• ACTION ITEM
Whatever the records say, set them down exactly.

--- INPUT RECORDS Enclosed Below ---

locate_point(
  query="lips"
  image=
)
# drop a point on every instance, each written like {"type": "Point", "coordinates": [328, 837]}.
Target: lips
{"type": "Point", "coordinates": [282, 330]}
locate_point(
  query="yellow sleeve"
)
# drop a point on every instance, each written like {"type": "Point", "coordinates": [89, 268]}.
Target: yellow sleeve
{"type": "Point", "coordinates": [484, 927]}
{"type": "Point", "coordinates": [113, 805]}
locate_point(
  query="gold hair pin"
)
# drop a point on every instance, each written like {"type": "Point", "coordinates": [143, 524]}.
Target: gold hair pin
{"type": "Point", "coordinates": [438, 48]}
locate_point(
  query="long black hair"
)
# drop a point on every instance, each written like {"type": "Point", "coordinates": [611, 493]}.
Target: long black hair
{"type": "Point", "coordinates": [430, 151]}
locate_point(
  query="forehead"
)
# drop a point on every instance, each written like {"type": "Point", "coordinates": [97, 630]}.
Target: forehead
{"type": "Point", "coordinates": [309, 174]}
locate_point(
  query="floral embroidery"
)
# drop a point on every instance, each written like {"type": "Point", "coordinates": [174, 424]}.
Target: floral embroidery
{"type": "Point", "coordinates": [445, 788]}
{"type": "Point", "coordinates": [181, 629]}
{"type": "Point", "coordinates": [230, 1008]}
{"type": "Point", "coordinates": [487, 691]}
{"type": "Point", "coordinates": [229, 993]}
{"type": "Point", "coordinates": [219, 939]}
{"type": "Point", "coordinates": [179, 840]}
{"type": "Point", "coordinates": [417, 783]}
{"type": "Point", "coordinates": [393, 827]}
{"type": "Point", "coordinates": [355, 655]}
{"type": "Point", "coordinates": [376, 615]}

--- End of Enclosed INPUT RECORDS ---

• TASK RESPONSE
locate_point(
  query="lips"
  image=
)
# drop a point on every instance, each written like {"type": "Point", "coordinates": [328, 837]}.
Target: lips
{"type": "Point", "coordinates": [282, 330]}
locate_point(
  query="yellow sleeve"
)
# drop a point on every instance, each written like {"type": "Point", "coordinates": [89, 268]}.
Target: yellow sleeve
{"type": "Point", "coordinates": [484, 927]}
{"type": "Point", "coordinates": [113, 805]}
locate_point(
  query="gold hair pin"
)
# drop a point on every instance, each written like {"type": "Point", "coordinates": [143, 524]}.
Target: gold hair pin
{"type": "Point", "coordinates": [438, 48]}
locate_point(
  query="long black hair"
)
# drop a point on every instance, each written like {"type": "Point", "coordinates": [611, 493]}.
Target: long black hair
{"type": "Point", "coordinates": [430, 151]}
locate_point(
  query="forehead"
)
# drop a point on every instance, each written like {"type": "Point", "coordinates": [97, 630]}.
Target: forehead
{"type": "Point", "coordinates": [309, 174]}
locate_point(
  query="floral embroidery"
)
# drop a point on every instance, each written like {"type": "Point", "coordinates": [174, 424]}.
Target: floral embroidery
{"type": "Point", "coordinates": [445, 788]}
{"type": "Point", "coordinates": [181, 629]}
{"type": "Point", "coordinates": [230, 1008]}
{"type": "Point", "coordinates": [487, 691]}
{"type": "Point", "coordinates": [229, 993]}
{"type": "Point", "coordinates": [219, 939]}
{"type": "Point", "coordinates": [179, 840]}
{"type": "Point", "coordinates": [417, 783]}
{"type": "Point", "coordinates": [393, 827]}
{"type": "Point", "coordinates": [355, 655]}
{"type": "Point", "coordinates": [376, 615]}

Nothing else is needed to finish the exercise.